*** EXCERPT
Strategy
INTERVIEW: A Catch-Up With The Chief Executive At Fieldpoint Private
Family Wealth Report talks to Rob Matthews, Fieldpoint Private's chief executive, about the firm's genesis and the trend's he's seeing at the moment.
Greenwich, CT-headquartered Fieldpoint Private was launched just as the 2008 financial crisis was unfolding – a time when there was actually an appetite for something different in the industry “if you were confident that it was stable and secure,” the firm’s chief executive told Family Wealth Report.
Bob Matthews, who became Fieldpoint’s CEO in 2010, acknowledged that the year of 2008 was indeed a tough environment for a new industry entrant. However, “a lot of the underpinnings of conflict and imprudence were exposed,” ultimately proving advantageous for the newcomer.
Today, Fieldpoint has under 500 clients, of which a number are billionaires and centa-millionaires, with the typical client having north of $30 million in total net worth (including non-financial assets). As at end-December 2013, the firm had $3.6 billion in assets under advisement, up from $140 million in AuA when Matthews arrived.
“We wanted to build a boutique European-style private bank versus a US-style wealth management firm because the client service experience generally among banks is much higher than wealth management firms - certainly in the US,” Matthews said.
Asked about the firm’s strategic direction in recent years, Matthews said that, “philosophically as its core, not much has changed - although we are executing in a way that we weren’t at the time.” He noted, for example, that the firm made a strategic decision early on to recruit top talent and marry it to cutting-edge technology.
******
*** RECORDED DATA
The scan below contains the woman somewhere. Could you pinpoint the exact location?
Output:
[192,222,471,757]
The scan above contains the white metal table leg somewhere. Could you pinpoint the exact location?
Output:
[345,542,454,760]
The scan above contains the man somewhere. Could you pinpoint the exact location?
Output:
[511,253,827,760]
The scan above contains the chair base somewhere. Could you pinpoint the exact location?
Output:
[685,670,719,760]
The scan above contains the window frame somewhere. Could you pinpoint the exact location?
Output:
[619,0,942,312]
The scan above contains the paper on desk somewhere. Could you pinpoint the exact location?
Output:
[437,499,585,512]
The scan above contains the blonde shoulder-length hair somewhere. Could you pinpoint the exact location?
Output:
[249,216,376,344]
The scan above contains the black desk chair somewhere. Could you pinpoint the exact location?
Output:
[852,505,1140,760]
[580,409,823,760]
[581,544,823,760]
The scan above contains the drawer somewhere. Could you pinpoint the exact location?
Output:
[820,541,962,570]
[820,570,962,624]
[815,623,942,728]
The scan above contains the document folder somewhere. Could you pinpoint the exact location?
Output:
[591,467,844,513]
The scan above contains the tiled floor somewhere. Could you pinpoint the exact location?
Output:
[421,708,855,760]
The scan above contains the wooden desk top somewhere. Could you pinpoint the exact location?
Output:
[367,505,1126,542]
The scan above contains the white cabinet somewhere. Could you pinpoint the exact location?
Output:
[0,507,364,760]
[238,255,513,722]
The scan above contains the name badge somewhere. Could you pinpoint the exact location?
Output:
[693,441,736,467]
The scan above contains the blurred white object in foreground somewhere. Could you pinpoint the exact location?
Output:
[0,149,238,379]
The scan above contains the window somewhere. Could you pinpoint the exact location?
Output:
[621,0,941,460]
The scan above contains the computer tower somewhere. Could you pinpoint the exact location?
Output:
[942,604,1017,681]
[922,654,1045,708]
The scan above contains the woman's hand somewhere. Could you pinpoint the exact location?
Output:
******
=== COMPLETE THE FOLLOWING ===
1. Copy out the part of the Fieldpoint Private interview starting with "Greenwich, CT-headquartered Fieldpoint" and going on through "Family Wealth Report.".
2. Summarize the Fieldpoint Private interview in two sentences.
3. According to the Fieldpoint Private interview, in what year did Matthews become the firm's CEO?
The material is separate from the Fieldpoint Private interview and has no connection to it.

=== ANSWERS ===
1.
Greenwich, CT-headquartered Fieldpoint Private was launched just as the 2008 financial crisis was unfolding – a time when there was actually an appetite for something different in the industry “if you were confident that it was stable and secure,” the firm’s chief executive told Family Wealth Report.

2. Fieldpoint Private, headquartered in Greenwich, CT, launched as the 2008 financial crisis was unfolding, a tough environment for a new entrant that ultimately proved advantageous because conflict and imprudence in the industry were exposed. Built as a boutique European-style private bank, the firm now has under 500 clients and had $3.6 billion in assets under advisement at end-December 2013, up from $140 million when Matthews arrived.

3. 2010